-- BEGIN Given passage --

The publication is accompanied by 2 example BEAST XML files to indicate how to use the different estimators in BEAST, which is also what this tutorial focuses on.

Below the mcmc block is provided of the BEAST XML example for a Bayesian skyline plot model (BSP) and an uncorrelated relaxed clock model with an underlying lognormal distribution (UCLD). This code runs an MCMC chain for 100 million iterations and stores samples from this chain in an output file. Besides collecting these samples, the definitions of prior and posterior in the code below are used when calculating the marginal likelihood using path sampling and stepping-stone sampling.

As shown in Baele et al. (2013), it is important to specify proper priors for all the parameters being estimated in the analyses, especially to avoid convergence issues and numerical problems when performing path sampling (PS) and stepping-stone sampling (SS), although it is generally considered to be good practice in any case.

-- END Given passage --

* _Problem requirements_: Write out the full passage about the BEAST XML example files word for word. The lines that come next are taken from a different source.

-- BEGIN Dataset content --

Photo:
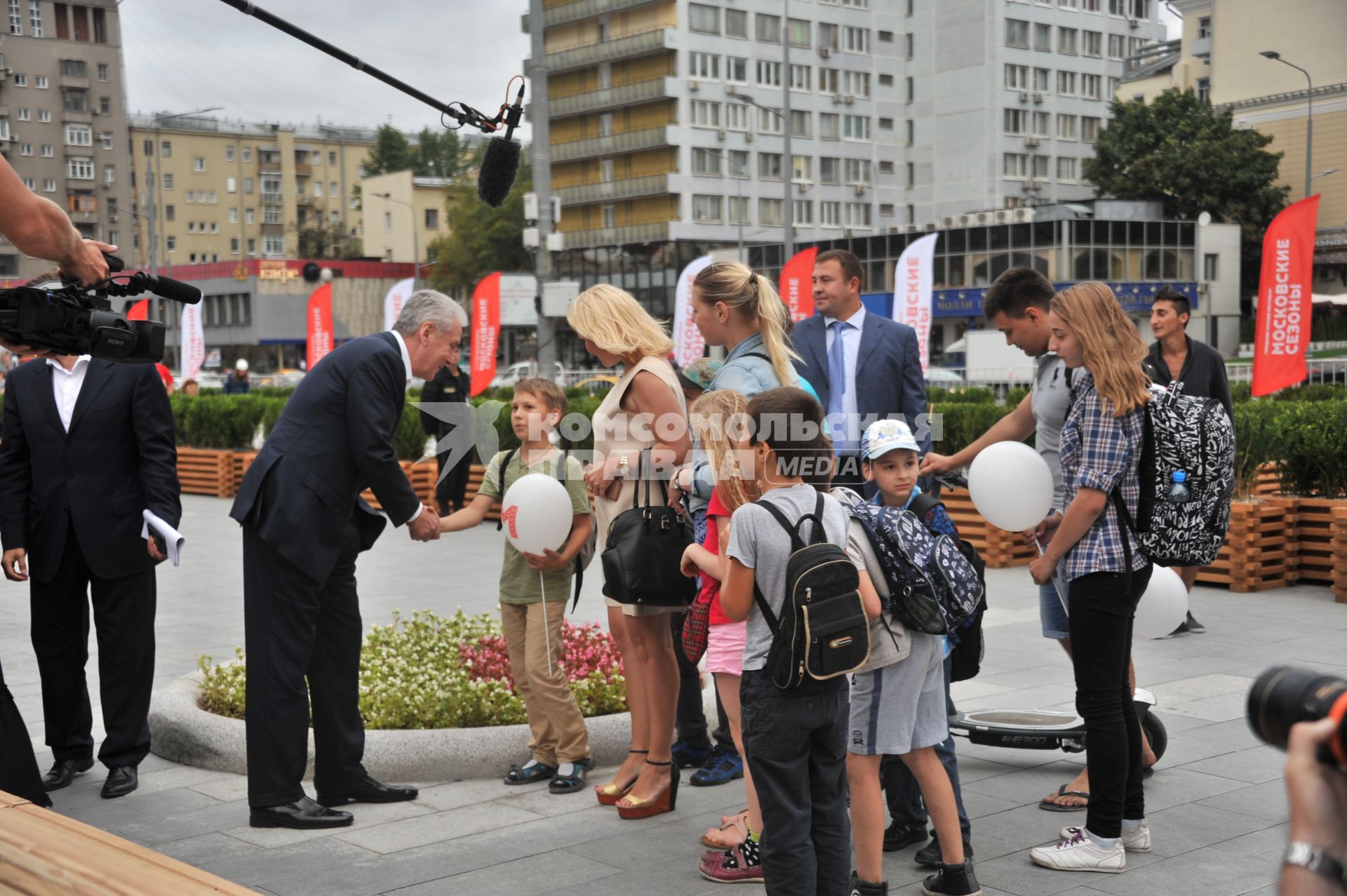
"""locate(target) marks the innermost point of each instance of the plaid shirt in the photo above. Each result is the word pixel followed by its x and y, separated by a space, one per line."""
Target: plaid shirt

-- END Dataset content --

* _Task response_:
The publication is accompanied by 2 example BEAST XML files to indicate how to use the different estimators in BEAST, which is also what this tutorial focuses on.

Below the mcmc block is provided of the BEAST XML example for a Bayesian skyline plot model (BSP) and an uncorrelated relaxed clock model with an underlying lognormal distribution (UCLD). This code runs an MCMC chain for 100 million iterations and stores samples from this chain in an output file. Besides collecting these samples, the definitions of prior and posterior in the code below are used when calculating the marginal likelihood using path sampling and stepping-stone sampling.

As shown in Baele et al. (2013), it is important to specify proper priors for all the parameters being estimated in the analyses, especially to avoid convergence issues and numerical problems when performing path sampling (PS) and stepping-stone sampling (SS), although it is generally considered to be good practice in any case.